======== MATERIAL
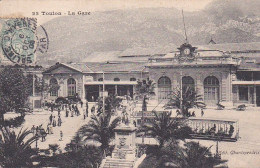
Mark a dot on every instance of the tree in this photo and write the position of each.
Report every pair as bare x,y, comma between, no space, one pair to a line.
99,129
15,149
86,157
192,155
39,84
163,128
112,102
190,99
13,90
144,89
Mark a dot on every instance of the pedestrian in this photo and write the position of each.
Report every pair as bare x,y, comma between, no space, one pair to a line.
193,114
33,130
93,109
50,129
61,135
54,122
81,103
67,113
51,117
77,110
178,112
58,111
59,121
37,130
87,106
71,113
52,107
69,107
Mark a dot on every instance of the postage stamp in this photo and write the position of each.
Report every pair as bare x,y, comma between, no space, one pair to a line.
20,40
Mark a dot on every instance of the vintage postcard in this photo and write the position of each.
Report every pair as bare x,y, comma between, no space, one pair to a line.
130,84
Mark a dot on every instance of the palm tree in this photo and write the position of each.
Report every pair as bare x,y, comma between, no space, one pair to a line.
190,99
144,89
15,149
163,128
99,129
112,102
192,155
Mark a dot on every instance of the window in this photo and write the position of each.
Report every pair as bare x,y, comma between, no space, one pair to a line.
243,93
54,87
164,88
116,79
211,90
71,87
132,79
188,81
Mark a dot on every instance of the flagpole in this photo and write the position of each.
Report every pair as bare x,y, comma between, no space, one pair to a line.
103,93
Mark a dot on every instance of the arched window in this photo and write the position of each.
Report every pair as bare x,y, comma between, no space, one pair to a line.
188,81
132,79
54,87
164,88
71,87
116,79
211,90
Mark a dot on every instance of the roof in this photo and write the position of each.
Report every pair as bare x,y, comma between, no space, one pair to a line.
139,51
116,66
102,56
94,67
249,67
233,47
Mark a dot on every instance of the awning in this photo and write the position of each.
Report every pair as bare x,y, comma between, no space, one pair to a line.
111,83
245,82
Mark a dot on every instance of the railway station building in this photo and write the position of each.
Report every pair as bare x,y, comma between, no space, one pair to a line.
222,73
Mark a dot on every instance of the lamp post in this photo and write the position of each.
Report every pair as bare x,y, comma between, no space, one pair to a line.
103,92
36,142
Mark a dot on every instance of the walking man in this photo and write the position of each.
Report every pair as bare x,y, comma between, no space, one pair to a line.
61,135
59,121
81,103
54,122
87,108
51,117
================
======== MATERIAL
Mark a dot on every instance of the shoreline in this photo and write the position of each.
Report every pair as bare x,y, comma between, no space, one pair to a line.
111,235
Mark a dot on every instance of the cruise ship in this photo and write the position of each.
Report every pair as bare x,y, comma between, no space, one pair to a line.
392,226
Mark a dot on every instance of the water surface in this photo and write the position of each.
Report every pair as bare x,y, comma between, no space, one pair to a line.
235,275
================
======== MATERIAL
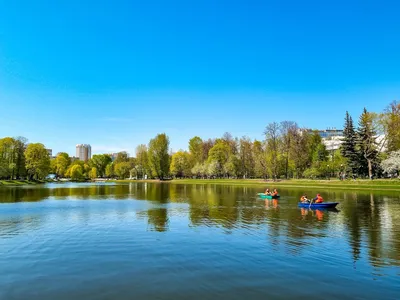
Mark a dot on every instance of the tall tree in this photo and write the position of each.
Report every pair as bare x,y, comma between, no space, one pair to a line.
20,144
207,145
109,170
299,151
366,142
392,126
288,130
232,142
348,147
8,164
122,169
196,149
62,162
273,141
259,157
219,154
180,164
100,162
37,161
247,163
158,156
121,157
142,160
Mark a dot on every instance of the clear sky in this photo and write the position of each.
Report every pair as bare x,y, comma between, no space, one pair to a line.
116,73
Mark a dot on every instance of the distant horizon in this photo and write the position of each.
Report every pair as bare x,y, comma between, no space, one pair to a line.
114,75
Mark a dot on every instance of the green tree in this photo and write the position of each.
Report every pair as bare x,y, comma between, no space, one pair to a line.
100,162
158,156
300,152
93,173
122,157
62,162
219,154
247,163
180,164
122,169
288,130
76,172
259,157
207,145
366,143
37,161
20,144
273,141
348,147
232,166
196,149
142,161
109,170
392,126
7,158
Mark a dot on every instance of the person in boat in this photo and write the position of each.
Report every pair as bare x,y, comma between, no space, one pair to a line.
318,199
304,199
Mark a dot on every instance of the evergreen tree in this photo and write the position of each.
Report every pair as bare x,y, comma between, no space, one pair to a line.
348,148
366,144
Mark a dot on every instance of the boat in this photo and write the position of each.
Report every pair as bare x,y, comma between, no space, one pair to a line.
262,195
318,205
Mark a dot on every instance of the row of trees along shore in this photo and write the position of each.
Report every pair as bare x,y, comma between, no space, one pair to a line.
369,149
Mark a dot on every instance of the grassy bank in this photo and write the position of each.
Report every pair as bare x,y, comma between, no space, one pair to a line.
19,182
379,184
================
> WHAT IS BEING ASKED: Pull out every line of the material above that contains the word "boat" and copy each one in full. Case counts.

> RESPONSE FOR THIS EXERCISE:
Mark a dot on every instance of the person in boat in this photo and write the position of each.
Mark a dot on every instance of the boat in this photo and write the position of each.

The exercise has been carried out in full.